Cutting Chemo Dose in Some Obese Patients Affects Survival
Concerns about toxicity in obese breast cancer patients unsubstantiated
THURSDAY, Sep. 1 (HealthDay Professional Briefing) -- Obese women with estrogen receptor-negative breast cancer who are given a reduced dose of chemotherapy have a worse outcome than other patients, according to a research letter published online August 24 in The Lancet.
Marco Colleoni, of the European Institute of Oncology in Italy, and colleagues surveyed data from four randomized trials that assessed adjuvant classical CMF (cyclophosphamide, methotrexate, and 5-fluorouracil). The trials were done in a variety of countries between 1978 and 1993.
They found that obese patients with estrogen receptor-negative breast cancer who received 85% or less of the expected dose in the first course of chemotherapy had "a significantly worse outcome" than patients who received more than 85% (disease free survival, 0.68; overall survival, 0.72). However, this was not true in estrogen receptor-positive cohort (disease free survival, 1.16; overall survival, 1.16). Overall, 39% of obese patients received a lower dose in the first course compared with 16% of patients with normal or intermediate body mass index.
Although chemotherapy doses are often reduced in obese patients because of concerns about toxicity, there is conflicting data about the optimum dose intensity for relapse-free survival among these patients. "Our findings suggest that for women with ER-absent or ER-low tumours, reduction in chemotherapy doses should be avoided," the researchers conclude.
****************************************
→ **What you will do**:
- 1) In the article on chemotherapy dosing in obese patients, what share of obese patients received a lower dose in the first course of chemotherapy?
- 2) Duplicate the part of the chemo dose article between "Marco Colleoni, of" and "1978 and 1993.", inclusive.
- 3) How would you render this sentence from the chemo dose article in Spanish: "The trials were done in a variety of countries between 1978 and 1993."

→ **Saved entries**:
****************************************
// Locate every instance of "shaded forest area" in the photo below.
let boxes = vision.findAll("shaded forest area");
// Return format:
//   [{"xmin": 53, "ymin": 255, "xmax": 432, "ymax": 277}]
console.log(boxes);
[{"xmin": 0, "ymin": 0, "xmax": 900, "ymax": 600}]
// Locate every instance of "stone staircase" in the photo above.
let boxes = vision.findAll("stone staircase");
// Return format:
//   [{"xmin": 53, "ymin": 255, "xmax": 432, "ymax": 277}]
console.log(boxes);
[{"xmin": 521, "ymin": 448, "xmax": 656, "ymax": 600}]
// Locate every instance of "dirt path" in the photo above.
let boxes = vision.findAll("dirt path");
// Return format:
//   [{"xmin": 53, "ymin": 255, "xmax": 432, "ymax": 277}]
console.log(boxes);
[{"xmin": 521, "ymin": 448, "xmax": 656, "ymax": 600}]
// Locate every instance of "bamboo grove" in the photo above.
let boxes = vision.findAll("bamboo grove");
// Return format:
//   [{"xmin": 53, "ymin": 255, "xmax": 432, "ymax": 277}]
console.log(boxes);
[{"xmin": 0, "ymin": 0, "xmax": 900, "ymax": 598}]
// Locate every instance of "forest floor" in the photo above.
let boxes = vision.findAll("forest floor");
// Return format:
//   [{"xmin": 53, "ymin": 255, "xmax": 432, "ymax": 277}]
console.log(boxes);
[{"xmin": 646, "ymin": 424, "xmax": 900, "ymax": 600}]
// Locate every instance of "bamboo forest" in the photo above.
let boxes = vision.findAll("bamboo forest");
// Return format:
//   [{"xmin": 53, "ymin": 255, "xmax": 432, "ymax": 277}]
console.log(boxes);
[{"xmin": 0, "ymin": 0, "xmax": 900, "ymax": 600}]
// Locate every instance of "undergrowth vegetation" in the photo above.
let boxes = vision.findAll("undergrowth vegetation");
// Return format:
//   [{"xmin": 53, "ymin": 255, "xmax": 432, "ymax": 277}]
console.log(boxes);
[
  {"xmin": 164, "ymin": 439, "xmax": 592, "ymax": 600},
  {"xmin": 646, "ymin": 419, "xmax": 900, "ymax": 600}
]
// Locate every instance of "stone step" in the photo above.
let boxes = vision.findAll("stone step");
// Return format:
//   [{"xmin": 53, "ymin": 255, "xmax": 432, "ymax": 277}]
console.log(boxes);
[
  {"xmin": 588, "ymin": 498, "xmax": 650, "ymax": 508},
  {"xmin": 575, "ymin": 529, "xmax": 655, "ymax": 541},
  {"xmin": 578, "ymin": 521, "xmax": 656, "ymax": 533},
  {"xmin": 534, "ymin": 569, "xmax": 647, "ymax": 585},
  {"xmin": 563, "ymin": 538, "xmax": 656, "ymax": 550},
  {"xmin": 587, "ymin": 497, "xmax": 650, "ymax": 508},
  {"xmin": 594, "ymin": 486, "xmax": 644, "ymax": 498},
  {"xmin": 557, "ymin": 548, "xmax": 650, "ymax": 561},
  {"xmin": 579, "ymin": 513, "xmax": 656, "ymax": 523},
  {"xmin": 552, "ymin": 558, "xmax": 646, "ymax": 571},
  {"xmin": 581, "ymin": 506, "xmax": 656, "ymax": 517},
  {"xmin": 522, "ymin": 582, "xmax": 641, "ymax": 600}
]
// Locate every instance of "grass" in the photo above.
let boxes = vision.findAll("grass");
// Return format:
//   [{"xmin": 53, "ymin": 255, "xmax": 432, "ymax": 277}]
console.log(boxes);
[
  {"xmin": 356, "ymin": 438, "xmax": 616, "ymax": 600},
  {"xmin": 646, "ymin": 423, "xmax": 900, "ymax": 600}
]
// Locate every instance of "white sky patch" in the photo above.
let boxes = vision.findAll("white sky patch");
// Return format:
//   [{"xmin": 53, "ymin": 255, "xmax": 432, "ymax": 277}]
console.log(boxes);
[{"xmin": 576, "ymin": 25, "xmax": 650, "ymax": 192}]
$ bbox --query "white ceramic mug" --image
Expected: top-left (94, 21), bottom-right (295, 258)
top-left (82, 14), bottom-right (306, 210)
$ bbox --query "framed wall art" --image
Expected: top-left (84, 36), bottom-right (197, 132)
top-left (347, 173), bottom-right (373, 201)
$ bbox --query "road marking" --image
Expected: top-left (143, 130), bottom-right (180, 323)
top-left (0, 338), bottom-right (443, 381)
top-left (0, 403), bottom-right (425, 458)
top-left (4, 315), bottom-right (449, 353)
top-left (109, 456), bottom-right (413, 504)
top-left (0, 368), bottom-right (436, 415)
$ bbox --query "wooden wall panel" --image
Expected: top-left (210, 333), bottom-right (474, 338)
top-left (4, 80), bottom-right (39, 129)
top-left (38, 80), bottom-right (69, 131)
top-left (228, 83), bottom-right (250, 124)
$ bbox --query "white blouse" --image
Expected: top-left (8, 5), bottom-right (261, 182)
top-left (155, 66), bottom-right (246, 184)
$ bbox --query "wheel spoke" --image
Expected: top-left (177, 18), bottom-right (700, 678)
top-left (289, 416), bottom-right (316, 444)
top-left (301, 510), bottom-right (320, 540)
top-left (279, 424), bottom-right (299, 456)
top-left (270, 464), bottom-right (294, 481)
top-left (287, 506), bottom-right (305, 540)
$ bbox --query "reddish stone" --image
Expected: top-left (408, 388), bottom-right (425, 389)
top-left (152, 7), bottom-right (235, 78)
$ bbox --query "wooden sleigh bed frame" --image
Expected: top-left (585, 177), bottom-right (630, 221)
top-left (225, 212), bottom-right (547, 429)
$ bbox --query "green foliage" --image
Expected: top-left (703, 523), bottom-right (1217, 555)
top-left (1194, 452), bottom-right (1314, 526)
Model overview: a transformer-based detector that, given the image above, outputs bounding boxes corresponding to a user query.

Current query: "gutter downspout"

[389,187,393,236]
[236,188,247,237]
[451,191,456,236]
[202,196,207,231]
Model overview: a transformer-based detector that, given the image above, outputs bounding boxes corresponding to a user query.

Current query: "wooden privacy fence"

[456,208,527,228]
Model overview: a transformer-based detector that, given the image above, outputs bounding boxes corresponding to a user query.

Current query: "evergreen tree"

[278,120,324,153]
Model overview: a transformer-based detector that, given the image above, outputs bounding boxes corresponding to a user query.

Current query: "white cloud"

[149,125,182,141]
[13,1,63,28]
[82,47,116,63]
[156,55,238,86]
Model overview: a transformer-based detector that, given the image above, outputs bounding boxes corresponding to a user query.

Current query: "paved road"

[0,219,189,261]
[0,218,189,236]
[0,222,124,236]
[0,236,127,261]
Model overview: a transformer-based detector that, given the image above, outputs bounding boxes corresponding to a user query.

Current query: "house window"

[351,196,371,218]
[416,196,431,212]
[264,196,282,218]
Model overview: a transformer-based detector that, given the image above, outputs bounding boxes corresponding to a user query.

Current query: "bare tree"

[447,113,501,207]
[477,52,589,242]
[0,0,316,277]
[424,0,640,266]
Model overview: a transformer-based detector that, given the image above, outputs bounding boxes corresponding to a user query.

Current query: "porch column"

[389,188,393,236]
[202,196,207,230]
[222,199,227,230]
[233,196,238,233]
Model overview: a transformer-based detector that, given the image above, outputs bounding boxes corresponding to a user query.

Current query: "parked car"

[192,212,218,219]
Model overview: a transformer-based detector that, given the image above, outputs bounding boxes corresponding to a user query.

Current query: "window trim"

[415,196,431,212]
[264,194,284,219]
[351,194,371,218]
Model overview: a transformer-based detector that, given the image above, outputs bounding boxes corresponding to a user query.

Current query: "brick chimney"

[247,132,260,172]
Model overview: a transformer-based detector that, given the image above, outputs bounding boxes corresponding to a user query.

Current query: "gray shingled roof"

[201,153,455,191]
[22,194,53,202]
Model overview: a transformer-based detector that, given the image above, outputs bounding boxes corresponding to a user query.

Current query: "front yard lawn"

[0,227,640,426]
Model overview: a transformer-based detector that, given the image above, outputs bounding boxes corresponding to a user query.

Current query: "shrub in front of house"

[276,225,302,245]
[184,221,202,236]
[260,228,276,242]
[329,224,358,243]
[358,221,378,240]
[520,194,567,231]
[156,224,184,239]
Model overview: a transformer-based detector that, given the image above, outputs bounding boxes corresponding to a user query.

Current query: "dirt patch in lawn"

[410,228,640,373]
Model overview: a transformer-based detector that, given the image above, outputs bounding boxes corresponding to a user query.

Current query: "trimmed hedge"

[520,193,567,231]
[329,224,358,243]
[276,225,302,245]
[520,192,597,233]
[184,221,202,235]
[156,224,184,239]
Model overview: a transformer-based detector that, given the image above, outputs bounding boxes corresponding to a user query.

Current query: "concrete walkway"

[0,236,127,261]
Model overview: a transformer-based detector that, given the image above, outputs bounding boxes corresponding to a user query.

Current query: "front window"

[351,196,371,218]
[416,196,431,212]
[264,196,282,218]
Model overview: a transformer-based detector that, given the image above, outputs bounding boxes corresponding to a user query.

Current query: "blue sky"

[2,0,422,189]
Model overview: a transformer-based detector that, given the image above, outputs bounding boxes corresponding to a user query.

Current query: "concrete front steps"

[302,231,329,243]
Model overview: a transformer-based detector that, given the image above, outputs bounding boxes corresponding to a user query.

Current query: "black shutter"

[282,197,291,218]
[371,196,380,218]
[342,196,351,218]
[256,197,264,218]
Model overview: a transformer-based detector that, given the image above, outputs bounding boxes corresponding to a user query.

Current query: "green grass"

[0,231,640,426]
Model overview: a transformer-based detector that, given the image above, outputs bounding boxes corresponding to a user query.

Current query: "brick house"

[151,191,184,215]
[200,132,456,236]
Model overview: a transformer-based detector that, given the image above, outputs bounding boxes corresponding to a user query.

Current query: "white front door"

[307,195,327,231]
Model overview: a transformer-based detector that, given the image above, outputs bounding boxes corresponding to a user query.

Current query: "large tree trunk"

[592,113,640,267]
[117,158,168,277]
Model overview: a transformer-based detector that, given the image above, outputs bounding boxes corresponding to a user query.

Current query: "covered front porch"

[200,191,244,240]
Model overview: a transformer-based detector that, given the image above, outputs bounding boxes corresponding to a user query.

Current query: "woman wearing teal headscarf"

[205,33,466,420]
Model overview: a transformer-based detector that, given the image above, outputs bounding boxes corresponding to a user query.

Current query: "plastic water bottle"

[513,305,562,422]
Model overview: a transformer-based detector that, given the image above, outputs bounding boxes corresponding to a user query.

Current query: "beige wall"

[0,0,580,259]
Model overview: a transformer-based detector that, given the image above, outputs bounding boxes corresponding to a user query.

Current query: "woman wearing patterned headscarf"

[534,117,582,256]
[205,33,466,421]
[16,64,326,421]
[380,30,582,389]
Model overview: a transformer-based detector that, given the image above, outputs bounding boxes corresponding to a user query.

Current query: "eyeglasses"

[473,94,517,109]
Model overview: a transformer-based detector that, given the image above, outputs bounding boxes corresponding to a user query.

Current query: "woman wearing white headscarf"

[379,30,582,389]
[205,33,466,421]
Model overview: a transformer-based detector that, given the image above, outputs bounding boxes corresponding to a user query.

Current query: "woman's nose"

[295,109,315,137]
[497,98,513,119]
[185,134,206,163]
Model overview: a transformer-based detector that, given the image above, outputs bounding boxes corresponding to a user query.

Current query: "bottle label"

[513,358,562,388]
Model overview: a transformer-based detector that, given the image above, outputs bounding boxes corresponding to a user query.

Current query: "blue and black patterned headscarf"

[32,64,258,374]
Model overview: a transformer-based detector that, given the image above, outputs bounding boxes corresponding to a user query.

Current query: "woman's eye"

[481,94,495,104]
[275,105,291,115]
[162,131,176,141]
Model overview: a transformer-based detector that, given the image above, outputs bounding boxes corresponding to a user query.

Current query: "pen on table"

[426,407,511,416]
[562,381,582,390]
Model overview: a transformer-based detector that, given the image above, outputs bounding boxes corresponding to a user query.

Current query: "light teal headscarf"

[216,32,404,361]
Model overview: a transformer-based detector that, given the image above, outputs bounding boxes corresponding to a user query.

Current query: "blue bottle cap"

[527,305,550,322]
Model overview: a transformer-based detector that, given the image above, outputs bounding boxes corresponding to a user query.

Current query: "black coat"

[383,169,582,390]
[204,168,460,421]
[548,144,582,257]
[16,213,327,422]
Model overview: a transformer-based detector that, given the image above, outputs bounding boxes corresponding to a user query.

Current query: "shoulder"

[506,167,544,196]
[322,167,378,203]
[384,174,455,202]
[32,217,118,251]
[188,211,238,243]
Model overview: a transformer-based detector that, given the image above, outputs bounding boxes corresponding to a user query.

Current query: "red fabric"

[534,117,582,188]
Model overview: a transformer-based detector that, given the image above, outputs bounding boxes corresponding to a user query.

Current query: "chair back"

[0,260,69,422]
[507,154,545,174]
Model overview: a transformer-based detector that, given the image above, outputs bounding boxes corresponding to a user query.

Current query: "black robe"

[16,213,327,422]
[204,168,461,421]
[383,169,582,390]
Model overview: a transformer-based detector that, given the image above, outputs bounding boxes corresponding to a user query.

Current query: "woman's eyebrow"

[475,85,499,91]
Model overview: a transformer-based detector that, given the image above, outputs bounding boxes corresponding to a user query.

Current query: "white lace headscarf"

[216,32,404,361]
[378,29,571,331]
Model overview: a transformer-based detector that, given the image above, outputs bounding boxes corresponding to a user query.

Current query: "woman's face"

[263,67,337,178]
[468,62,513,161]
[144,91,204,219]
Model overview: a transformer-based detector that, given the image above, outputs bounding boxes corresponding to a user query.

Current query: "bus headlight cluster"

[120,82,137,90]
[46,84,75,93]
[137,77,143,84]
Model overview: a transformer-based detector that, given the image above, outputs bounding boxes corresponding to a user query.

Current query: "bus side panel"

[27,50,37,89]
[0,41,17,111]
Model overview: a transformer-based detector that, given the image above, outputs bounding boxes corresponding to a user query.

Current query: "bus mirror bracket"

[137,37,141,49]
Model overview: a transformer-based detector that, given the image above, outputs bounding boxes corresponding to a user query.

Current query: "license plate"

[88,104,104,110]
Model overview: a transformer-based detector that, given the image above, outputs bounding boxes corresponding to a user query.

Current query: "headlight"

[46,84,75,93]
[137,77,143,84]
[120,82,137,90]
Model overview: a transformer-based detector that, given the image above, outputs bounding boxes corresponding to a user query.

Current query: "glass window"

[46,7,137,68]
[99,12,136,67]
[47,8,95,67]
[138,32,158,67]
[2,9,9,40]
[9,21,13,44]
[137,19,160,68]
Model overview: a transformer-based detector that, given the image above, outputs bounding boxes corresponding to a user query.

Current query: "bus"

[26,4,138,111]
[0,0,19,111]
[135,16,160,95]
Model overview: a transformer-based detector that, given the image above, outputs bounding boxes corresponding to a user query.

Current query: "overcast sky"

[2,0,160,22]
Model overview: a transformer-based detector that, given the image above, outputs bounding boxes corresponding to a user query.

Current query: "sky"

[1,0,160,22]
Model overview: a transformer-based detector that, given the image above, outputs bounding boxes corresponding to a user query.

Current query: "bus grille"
****************************************
→ **Activity answers**:
- 1) 39%

- 2)
Marco Colleoni, of the European Institute of Oncology in Italy, and colleagues surveyed data from four randomized trials that assessed adjuvant classical CMF (cyclophosphamide, methotrexate, and 5-fluorouracil). The trials were done in a variety of countries between 1978 and 1993.

- 3) Los ensayos se realizaron en diversos países entre 1978 y 1993.